Reproduce, exactly and in full, only the lines below from the one containing "box: [509, 335, 543, 399]" through the one containing "positive clicks: (7, 245)".
━━━ Provided records ━━━
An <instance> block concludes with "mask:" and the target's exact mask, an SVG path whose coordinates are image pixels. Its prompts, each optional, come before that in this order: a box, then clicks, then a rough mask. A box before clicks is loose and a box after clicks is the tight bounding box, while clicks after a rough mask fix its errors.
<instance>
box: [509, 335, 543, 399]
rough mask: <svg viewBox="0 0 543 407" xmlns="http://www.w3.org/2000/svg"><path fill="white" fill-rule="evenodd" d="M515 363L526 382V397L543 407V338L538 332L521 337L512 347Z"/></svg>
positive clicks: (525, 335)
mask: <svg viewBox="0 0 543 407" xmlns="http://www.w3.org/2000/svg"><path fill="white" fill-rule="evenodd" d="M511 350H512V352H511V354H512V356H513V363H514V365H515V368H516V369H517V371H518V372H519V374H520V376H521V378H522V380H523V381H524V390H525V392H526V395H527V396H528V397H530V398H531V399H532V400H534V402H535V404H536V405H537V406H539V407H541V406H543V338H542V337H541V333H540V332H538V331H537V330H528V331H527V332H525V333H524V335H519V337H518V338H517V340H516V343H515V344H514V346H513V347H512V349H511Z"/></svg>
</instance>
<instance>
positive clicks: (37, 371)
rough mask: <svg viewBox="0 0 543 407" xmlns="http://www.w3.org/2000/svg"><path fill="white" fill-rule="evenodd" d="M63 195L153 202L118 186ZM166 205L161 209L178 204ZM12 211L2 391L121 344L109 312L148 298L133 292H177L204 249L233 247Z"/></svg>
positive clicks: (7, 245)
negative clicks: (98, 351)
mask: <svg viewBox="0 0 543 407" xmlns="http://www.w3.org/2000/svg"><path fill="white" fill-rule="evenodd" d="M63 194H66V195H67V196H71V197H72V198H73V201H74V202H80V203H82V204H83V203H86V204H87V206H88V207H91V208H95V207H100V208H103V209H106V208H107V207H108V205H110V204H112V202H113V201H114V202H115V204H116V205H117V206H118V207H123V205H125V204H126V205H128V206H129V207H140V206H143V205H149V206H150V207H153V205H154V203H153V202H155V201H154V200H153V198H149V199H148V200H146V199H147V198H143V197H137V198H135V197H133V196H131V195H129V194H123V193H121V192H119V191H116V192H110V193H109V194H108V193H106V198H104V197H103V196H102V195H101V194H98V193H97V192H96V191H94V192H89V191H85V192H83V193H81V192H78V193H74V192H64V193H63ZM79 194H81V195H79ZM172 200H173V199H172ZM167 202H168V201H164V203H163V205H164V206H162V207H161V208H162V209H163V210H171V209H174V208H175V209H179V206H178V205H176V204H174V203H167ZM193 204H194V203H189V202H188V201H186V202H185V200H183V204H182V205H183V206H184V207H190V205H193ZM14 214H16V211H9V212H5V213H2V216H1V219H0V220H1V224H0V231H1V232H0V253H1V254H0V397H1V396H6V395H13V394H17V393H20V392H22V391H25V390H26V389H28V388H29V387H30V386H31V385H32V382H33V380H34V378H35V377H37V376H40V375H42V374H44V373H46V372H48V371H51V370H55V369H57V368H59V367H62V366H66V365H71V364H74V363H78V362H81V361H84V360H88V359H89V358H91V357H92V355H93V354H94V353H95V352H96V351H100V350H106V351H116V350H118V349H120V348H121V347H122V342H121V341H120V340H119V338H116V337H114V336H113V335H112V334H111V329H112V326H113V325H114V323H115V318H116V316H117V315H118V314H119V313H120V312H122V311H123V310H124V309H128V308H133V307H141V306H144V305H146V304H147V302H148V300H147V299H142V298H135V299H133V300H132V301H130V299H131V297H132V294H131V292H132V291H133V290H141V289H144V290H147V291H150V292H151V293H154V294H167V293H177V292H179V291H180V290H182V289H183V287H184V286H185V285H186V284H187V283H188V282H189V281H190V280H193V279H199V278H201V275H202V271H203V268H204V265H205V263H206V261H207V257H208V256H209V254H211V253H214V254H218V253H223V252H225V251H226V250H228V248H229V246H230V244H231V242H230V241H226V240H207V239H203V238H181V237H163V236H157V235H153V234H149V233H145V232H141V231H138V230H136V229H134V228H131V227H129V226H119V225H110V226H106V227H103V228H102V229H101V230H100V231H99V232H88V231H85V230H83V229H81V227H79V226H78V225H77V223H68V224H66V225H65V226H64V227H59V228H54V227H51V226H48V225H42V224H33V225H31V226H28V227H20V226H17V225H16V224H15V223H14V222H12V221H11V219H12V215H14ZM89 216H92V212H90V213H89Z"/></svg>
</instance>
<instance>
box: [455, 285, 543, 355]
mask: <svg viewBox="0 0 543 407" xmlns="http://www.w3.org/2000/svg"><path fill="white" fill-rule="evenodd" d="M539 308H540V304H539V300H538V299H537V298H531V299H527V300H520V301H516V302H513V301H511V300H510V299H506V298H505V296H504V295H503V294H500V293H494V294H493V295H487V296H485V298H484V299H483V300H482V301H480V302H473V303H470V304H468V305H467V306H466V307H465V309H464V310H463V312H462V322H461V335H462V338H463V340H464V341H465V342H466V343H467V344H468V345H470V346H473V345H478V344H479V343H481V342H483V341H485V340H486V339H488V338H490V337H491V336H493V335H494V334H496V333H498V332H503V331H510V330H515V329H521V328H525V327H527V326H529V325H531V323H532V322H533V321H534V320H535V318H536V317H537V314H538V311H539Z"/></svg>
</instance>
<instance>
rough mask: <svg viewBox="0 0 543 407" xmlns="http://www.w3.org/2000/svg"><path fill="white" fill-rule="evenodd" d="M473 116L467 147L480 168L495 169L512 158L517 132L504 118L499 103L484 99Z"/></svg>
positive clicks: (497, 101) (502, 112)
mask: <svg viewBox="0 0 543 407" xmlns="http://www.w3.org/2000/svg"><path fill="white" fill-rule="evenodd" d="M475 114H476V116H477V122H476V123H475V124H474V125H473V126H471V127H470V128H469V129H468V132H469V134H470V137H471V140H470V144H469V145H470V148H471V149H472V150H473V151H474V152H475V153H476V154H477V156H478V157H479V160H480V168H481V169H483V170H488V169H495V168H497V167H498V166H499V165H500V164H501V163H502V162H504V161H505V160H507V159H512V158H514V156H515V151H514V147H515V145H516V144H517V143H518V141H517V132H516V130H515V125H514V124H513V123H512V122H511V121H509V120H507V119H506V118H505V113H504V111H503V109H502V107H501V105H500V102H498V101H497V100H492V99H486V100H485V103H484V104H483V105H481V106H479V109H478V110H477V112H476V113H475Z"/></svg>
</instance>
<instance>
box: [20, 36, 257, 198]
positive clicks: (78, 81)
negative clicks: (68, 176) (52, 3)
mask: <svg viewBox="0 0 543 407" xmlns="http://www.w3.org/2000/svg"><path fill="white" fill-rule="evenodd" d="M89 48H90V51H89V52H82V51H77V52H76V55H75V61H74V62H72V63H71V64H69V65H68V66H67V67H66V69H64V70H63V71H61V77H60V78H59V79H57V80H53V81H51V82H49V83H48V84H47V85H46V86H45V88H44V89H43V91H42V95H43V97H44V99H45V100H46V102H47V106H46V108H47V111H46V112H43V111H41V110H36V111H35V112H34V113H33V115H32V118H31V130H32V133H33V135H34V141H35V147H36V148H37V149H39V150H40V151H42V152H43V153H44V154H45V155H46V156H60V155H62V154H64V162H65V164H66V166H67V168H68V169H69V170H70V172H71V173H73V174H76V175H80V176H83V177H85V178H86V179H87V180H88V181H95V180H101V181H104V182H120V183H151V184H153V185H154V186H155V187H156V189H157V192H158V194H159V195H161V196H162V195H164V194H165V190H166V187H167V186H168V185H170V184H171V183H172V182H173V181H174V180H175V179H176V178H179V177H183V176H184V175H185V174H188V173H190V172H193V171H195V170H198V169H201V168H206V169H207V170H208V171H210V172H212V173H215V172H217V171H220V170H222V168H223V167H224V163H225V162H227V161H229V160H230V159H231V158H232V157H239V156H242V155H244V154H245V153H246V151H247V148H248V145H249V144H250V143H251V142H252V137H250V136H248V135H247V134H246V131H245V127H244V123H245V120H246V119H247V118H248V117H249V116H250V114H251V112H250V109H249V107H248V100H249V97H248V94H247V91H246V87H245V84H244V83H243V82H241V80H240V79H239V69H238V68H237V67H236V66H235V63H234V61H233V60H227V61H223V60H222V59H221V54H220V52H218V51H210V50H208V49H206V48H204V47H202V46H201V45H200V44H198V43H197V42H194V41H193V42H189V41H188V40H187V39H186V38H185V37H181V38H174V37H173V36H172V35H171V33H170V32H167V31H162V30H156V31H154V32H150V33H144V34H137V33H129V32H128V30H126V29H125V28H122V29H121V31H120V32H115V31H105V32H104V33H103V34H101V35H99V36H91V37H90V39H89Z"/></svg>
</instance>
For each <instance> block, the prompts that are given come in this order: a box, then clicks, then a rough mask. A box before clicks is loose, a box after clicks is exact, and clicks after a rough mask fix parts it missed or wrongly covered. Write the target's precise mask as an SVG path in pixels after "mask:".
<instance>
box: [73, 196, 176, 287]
━━━
Response below
box: [509, 335, 543, 399]
rough mask: <svg viewBox="0 0 543 407" xmlns="http://www.w3.org/2000/svg"><path fill="white" fill-rule="evenodd" d="M515 363L526 382V397L543 407V338L538 332L521 337L512 347Z"/></svg>
positive clicks: (525, 335)
mask: <svg viewBox="0 0 543 407" xmlns="http://www.w3.org/2000/svg"><path fill="white" fill-rule="evenodd" d="M511 350H512V352H511V354H512V356H513V363H514V365H515V368H516V369H517V371H518V372H519V374H520V376H521V378H522V380H523V381H524V390H525V392H526V395H527V396H528V397H530V398H531V399H532V400H534V402H535V404H536V405H537V406H539V407H541V406H543V338H542V337H541V333H540V332H538V331H537V330H528V331H527V332H525V333H524V335H519V337H518V338H517V340H516V343H515V344H514V346H513V347H512V349H511Z"/></svg>
</instance>
<instance>
positive clicks: (37, 371)
rough mask: <svg viewBox="0 0 543 407" xmlns="http://www.w3.org/2000/svg"><path fill="white" fill-rule="evenodd" d="M63 195L153 202L118 186ZM166 205L161 209L178 204ZM12 211L2 391L121 344L109 312L148 298L133 292H177L204 249L233 247Z"/></svg>
positive clicks: (7, 245)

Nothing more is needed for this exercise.